[Exercise goal]
Can you rewrite the listing below with every "marker" replaced by "pin" and nothing else changed?

-*-*-

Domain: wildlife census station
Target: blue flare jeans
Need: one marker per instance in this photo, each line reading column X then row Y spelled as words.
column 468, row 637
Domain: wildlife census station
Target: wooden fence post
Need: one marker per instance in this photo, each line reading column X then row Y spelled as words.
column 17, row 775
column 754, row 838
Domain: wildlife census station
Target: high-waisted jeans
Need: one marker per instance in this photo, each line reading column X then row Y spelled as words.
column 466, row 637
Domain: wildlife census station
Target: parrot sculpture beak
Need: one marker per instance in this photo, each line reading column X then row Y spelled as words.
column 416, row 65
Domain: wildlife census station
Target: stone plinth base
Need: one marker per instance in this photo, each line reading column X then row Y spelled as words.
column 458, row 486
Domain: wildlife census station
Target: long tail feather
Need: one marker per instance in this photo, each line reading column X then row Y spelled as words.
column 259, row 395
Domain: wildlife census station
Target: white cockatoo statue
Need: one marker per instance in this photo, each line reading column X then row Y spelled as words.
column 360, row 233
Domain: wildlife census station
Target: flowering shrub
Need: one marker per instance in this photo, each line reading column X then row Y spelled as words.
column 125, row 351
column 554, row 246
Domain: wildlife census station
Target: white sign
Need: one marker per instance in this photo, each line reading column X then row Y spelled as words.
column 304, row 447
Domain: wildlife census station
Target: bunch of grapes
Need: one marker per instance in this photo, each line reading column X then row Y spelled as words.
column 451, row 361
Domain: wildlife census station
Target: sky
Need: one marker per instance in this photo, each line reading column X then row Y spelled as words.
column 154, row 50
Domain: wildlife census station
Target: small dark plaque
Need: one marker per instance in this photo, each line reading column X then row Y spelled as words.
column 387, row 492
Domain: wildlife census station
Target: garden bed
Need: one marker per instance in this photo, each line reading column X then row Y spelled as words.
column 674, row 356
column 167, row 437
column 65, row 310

-*-*-

[Completed task]
Domain: wildlife census station
Target: blue flare jeans
Need: one pin per instance in this photo, each line reading column X then row Y spelled as words.
column 468, row 637
Domain: wildlife census station
Target: wooden fence post
Need: one pin per instance in this photo, each line reading column X then row Y spelled as words.
column 17, row 775
column 754, row 838
Domain: wildlife census station
Target: high-waisted jeans
Need: one pin per instance in this photo, each line reading column X then row Y spelled as words.
column 466, row 637
Domain: wildlife census station
Target: parrot sculpture beak
Need: one pin per instance in this photo, each line reading column X then row Y spelled as words.
column 416, row 65
Domain: wildlife census station
Target: stone plinth base
Need: one pin per instance in this photo, each line reading column X then row Y spelled as words.
column 458, row 486
Domain: wildlife census station
Target: long tail feather
Need: one pin per instance in this photo, each line reading column X then row Y spelled as words.
column 259, row 395
Domain: wildlife census station
Target: white cockatoo statue
Need: one pin per instance in this photo, each line reading column X then row Y spelled as words.
column 360, row 233
Domain: wildlife census station
Target: flowering shrub
Need: one pin per instance in this photo, each line reading column X then row Y spelled as words.
column 125, row 351
column 554, row 246
Domain: wildlife census station
Target: white sign
Need: one pin per instance in this photo, each line reading column X then row Y spelled as words.
column 304, row 447
Domain: wildlife census station
Target: bunch of grapes
Need: one pin per instance in this photo, each line reading column X then row Y spelled as words.
column 451, row 361
Domain: wildlife census station
Target: sky
Need: one pin per instance in this photo, each line reading column X then row Y spelled as words.
column 154, row 50
Domain: wildlife census station
Target: small dark plaque
Need: one pin per instance in this photo, each line reading column X then row Y spelled as words.
column 387, row 492
Domain: wildlife census station
Target: garden bed
Need: one pin per instance in this photo, each line reading column X then row Y spelled as words.
column 674, row 356
column 167, row 437
column 65, row 310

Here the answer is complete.